**WHAT THE TASK REQUIRES**. Tally the lines of the material that contain the string "countertop" and state only that number.

[start WORKING DATA]

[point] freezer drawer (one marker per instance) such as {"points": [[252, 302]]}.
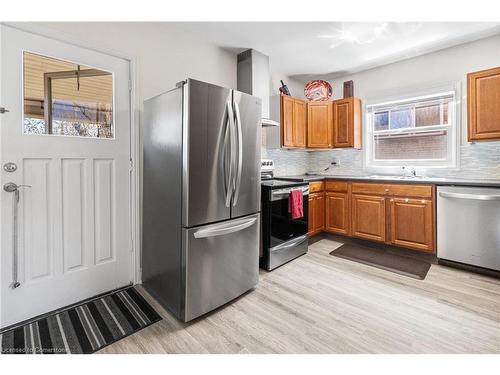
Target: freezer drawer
{"points": [[468, 225], [222, 262]]}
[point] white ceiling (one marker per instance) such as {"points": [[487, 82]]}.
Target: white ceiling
{"points": [[307, 50]]}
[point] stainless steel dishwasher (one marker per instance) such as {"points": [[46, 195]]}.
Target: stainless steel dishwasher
{"points": [[468, 225]]}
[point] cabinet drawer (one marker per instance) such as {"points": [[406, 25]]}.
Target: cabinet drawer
{"points": [[395, 190], [339, 186], [368, 188], [316, 186]]}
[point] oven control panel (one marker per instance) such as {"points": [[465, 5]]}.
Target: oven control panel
{"points": [[266, 165]]}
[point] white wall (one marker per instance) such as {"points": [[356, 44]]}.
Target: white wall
{"points": [[163, 54], [296, 87], [451, 65]]}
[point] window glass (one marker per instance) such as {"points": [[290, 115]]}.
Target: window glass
{"points": [[63, 98], [419, 131], [401, 118], [381, 120]]}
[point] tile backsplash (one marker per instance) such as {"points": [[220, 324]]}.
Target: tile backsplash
{"points": [[478, 161]]}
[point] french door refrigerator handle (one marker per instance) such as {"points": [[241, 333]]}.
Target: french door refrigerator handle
{"points": [[222, 229], [229, 178], [479, 197], [11, 187], [240, 153]]}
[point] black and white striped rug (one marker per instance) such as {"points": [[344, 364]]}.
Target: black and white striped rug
{"points": [[84, 328]]}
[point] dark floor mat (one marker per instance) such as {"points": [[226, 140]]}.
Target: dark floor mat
{"points": [[383, 259], [84, 328]]}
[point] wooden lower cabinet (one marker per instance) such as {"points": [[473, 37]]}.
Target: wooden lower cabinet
{"points": [[337, 213], [316, 213], [412, 223], [369, 217], [397, 214]]}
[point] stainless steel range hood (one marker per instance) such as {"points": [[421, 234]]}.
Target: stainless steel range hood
{"points": [[254, 78]]}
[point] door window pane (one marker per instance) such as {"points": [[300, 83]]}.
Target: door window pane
{"points": [[63, 98]]}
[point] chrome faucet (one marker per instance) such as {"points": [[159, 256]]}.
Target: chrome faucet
{"points": [[413, 172]]}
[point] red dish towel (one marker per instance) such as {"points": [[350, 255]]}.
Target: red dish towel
{"points": [[296, 204]]}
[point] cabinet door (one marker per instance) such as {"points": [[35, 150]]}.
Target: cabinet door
{"points": [[412, 223], [483, 98], [368, 217], [347, 123], [299, 122], [310, 215], [319, 212], [287, 109], [319, 124], [337, 213]]}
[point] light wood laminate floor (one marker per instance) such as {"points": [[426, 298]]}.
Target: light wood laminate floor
{"points": [[323, 304]]}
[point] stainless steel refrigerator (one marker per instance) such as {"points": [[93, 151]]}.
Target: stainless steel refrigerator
{"points": [[201, 197]]}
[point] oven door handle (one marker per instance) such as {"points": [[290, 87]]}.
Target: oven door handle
{"points": [[280, 194], [290, 244]]}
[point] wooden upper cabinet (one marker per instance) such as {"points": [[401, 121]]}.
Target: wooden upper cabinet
{"points": [[299, 122], [337, 213], [368, 217], [319, 125], [310, 215], [347, 123], [293, 122], [483, 103], [412, 223], [287, 120]]}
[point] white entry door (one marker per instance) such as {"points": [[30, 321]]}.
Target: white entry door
{"points": [[65, 141]]}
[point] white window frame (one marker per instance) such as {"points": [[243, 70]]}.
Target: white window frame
{"points": [[453, 128]]}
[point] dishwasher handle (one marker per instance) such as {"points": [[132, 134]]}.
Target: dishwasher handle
{"points": [[478, 197]]}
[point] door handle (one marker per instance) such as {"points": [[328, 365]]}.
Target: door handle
{"points": [[222, 229], [11, 187], [240, 153], [229, 181]]}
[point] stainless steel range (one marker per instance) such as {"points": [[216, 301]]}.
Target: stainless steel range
{"points": [[283, 238]]}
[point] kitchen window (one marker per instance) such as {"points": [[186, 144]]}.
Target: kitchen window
{"points": [[417, 131]]}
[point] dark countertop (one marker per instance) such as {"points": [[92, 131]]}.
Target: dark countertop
{"points": [[408, 180]]}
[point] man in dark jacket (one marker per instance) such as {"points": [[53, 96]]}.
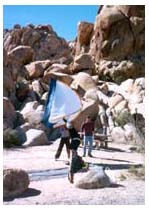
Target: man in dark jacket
{"points": [[87, 129]]}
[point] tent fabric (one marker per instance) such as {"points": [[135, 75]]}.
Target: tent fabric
{"points": [[62, 102]]}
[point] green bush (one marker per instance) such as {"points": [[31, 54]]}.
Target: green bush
{"points": [[10, 138], [122, 118]]}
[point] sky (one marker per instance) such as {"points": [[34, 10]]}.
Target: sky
{"points": [[63, 18]]}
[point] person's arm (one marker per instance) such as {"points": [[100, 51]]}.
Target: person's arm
{"points": [[81, 131]]}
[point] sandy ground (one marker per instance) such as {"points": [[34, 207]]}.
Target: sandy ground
{"points": [[56, 189]]}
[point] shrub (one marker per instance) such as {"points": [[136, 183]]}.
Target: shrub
{"points": [[10, 138], [122, 118]]}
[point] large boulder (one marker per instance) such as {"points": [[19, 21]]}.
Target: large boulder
{"points": [[9, 114], [83, 80], [94, 179], [118, 135], [118, 42], [133, 134], [89, 107], [83, 62], [15, 182], [67, 79], [36, 69], [21, 54], [41, 39], [85, 31], [35, 138]]}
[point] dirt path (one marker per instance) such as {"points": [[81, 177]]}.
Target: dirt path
{"points": [[49, 184]]}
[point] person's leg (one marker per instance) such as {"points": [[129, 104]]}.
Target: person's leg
{"points": [[73, 153], [67, 143], [59, 150], [85, 140], [90, 139]]}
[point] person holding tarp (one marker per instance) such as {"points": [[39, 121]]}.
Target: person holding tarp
{"points": [[57, 110], [76, 162], [65, 140]]}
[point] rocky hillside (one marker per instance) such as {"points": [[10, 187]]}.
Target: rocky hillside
{"points": [[105, 66]]}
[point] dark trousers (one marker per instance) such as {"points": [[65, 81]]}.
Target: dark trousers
{"points": [[63, 141]]}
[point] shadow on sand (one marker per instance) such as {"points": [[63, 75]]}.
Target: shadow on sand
{"points": [[28, 193]]}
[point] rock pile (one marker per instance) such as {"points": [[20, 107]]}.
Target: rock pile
{"points": [[105, 66]]}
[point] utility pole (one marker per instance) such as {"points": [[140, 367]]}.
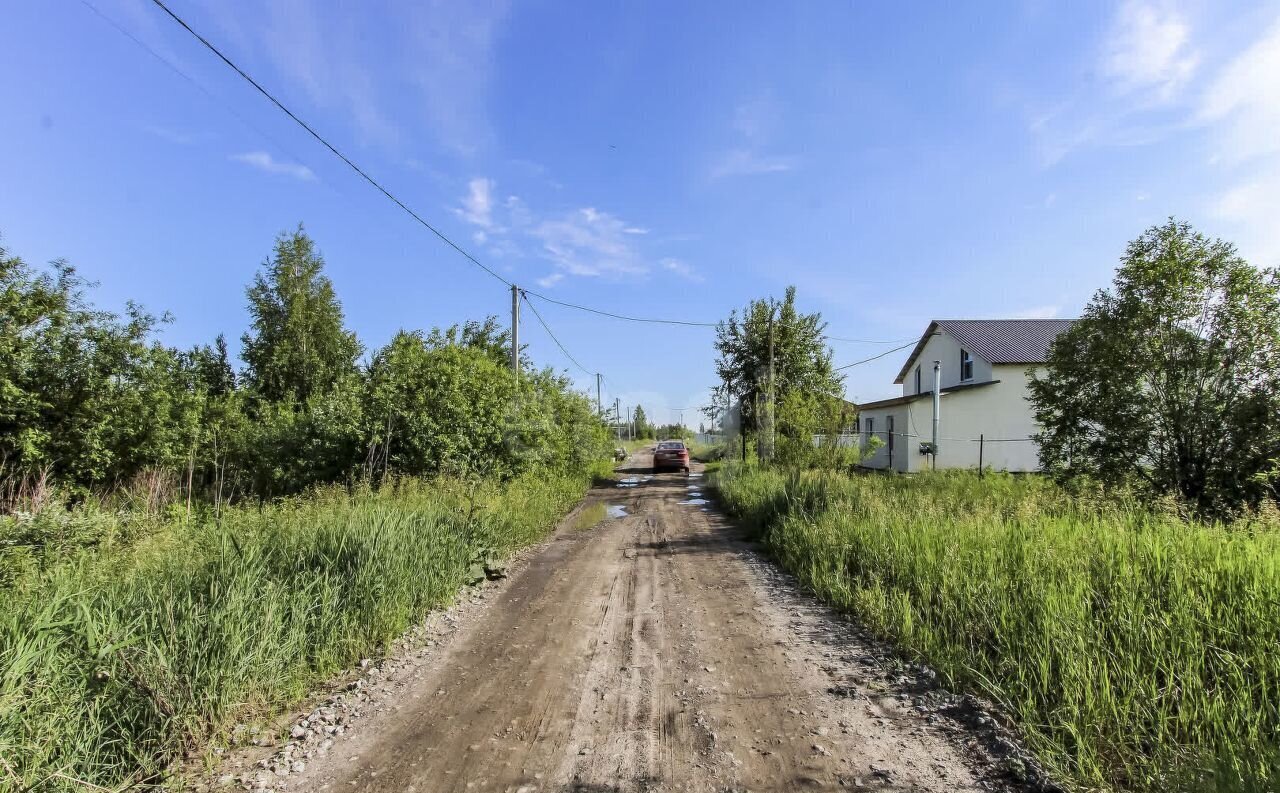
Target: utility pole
{"points": [[515, 330], [772, 392], [937, 408]]}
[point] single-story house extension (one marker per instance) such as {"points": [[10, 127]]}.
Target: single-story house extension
{"points": [[983, 367]]}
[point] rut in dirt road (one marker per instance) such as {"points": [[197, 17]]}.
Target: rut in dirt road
{"points": [[653, 651]]}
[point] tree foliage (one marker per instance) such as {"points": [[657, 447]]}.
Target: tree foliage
{"points": [[1171, 377], [297, 345], [91, 402], [640, 420], [804, 390]]}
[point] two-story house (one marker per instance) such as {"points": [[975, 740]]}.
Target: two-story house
{"points": [[984, 417]]}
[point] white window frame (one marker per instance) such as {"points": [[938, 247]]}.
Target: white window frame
{"points": [[965, 360]]}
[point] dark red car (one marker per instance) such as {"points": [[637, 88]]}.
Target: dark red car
{"points": [[671, 454]]}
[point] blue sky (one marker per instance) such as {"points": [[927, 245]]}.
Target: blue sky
{"points": [[895, 164]]}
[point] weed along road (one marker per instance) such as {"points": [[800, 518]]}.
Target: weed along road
{"points": [[648, 647]]}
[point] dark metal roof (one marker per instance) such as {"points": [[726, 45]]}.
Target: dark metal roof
{"points": [[896, 400], [996, 340]]}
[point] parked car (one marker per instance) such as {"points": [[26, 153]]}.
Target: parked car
{"points": [[671, 454]]}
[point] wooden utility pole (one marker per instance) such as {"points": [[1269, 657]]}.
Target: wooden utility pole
{"points": [[772, 393], [515, 330]]}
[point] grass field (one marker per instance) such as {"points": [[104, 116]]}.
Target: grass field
{"points": [[1136, 650], [119, 656]]}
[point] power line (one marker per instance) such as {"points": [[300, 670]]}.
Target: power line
{"points": [[620, 316], [548, 329], [873, 357], [867, 340], [327, 143], [173, 68]]}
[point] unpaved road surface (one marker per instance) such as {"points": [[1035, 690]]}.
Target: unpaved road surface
{"points": [[654, 651]]}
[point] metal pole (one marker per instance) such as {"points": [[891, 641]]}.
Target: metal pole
{"points": [[515, 330], [937, 408]]}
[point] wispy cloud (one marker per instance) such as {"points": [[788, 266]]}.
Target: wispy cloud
{"points": [[172, 136], [452, 65], [1148, 50], [584, 242], [1146, 60], [590, 243], [746, 163], [1243, 104], [265, 163], [329, 62], [754, 123], [682, 269], [478, 205]]}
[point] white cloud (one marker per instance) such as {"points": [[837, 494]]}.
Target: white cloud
{"points": [[264, 161], [329, 63], [745, 163], [682, 270], [584, 242], [1150, 50], [478, 204], [452, 64], [1244, 100], [1242, 106], [590, 243], [754, 124], [1252, 209]]}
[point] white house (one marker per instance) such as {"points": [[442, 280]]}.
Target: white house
{"points": [[984, 416]]}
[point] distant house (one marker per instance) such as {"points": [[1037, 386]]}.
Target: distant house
{"points": [[983, 408]]}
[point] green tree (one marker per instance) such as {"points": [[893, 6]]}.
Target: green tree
{"points": [[298, 345], [800, 376], [1170, 377]]}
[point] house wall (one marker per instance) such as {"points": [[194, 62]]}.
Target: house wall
{"points": [[999, 412], [883, 458], [942, 347]]}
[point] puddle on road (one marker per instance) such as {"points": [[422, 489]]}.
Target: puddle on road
{"points": [[589, 517]]}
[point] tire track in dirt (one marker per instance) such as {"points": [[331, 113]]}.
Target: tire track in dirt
{"points": [[657, 651]]}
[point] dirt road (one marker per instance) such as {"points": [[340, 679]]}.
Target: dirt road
{"points": [[652, 651]]}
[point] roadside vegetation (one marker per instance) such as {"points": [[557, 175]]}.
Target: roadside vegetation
{"points": [[184, 545], [1136, 649], [1125, 608]]}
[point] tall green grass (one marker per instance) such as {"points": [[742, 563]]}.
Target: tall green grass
{"points": [[114, 663], [1137, 650]]}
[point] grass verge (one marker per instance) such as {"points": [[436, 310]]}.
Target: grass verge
{"points": [[115, 663], [1137, 650]]}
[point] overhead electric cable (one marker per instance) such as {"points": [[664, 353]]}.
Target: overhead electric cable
{"points": [[873, 357], [621, 316], [327, 143]]}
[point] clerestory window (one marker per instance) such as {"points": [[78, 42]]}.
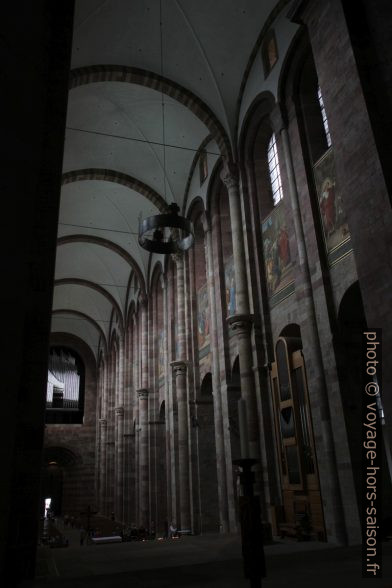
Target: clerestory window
{"points": [[274, 171]]}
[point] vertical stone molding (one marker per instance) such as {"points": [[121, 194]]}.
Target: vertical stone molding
{"points": [[169, 425], [119, 478], [180, 376], [217, 399], [103, 424], [142, 395], [241, 323]]}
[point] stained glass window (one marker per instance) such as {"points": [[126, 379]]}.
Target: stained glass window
{"points": [[273, 165], [324, 115]]}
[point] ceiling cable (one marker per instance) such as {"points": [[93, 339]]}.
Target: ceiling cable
{"points": [[98, 228], [113, 136], [163, 103]]}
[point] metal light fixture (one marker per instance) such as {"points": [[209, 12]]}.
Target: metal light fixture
{"points": [[168, 232]]}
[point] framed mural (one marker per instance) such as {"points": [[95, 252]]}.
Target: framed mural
{"points": [[203, 318], [230, 287], [333, 219], [276, 247]]}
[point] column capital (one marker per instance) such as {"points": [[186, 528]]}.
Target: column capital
{"points": [[230, 175], [179, 366], [240, 323], [178, 257], [163, 281], [142, 394]]}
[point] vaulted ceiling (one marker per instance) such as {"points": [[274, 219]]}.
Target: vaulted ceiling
{"points": [[127, 74]]}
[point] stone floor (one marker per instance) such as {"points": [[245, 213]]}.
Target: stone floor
{"points": [[209, 561]]}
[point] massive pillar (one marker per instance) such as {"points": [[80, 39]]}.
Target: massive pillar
{"points": [[102, 466], [180, 375], [143, 459], [168, 405], [143, 422], [119, 434], [241, 322], [216, 389]]}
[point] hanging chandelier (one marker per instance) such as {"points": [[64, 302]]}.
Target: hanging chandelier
{"points": [[168, 232]]}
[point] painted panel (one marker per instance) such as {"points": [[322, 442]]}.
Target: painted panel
{"points": [[277, 256], [333, 219]]}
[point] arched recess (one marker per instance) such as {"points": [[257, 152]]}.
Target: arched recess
{"points": [[301, 513], [67, 311], [272, 235], [55, 461], [110, 175], [93, 286], [109, 245], [133, 75], [74, 450], [208, 480]]}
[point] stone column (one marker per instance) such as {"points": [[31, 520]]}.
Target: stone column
{"points": [[143, 458], [180, 374], [216, 388], [241, 322], [119, 448], [168, 403], [333, 508], [102, 470]]}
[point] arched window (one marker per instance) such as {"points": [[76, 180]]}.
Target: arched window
{"points": [[324, 116], [274, 171]]}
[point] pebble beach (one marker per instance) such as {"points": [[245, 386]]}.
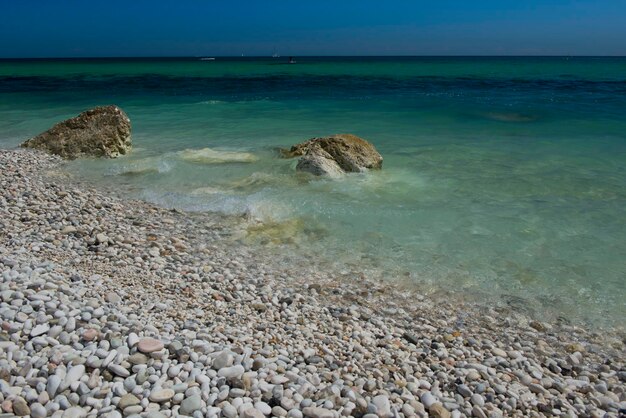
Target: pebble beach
{"points": [[113, 307]]}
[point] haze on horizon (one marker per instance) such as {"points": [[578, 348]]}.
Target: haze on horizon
{"points": [[116, 28]]}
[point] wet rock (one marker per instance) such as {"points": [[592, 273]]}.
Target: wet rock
{"points": [[99, 132], [335, 155]]}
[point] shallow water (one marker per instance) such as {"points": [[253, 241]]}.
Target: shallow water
{"points": [[503, 178]]}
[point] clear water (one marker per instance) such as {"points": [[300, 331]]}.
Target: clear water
{"points": [[504, 179]]}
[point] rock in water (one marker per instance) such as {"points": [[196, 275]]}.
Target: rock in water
{"points": [[336, 154], [99, 132], [319, 163]]}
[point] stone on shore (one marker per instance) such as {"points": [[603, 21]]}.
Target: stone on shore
{"points": [[335, 155], [149, 345], [99, 132]]}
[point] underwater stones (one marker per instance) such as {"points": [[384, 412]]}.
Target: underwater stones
{"points": [[99, 132], [335, 155], [319, 163], [149, 345]]}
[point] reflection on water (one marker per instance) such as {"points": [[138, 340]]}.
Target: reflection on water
{"points": [[500, 183]]}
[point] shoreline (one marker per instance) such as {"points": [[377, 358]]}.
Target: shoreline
{"points": [[291, 340]]}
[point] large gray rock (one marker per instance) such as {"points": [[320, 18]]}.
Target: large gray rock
{"points": [[99, 132], [335, 155], [319, 163]]}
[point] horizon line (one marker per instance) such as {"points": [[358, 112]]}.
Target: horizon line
{"points": [[317, 56]]}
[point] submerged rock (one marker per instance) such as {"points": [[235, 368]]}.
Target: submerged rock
{"points": [[335, 155], [99, 132]]}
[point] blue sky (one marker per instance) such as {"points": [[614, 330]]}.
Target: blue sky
{"points": [[72, 28]]}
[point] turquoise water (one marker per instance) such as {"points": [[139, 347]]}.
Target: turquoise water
{"points": [[503, 181]]}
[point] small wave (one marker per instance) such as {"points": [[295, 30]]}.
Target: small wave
{"points": [[140, 167], [213, 156], [211, 102], [204, 191], [509, 117]]}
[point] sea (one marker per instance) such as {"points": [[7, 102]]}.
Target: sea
{"points": [[503, 181]]}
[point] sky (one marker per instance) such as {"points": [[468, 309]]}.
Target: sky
{"points": [[116, 28]]}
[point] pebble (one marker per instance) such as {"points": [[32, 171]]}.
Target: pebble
{"points": [[191, 404], [149, 345], [161, 395]]}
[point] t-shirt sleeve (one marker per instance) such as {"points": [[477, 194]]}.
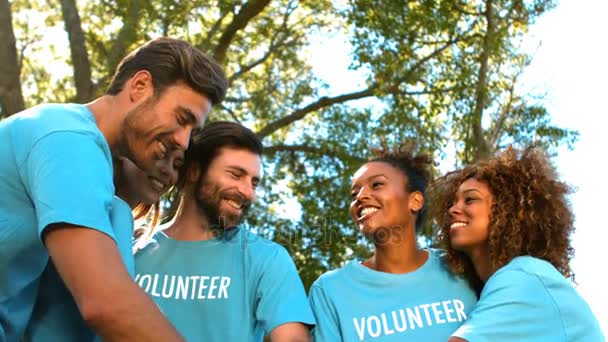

[end WORKING DATA]

**OUTPUT OF THE EXERCISE**. 2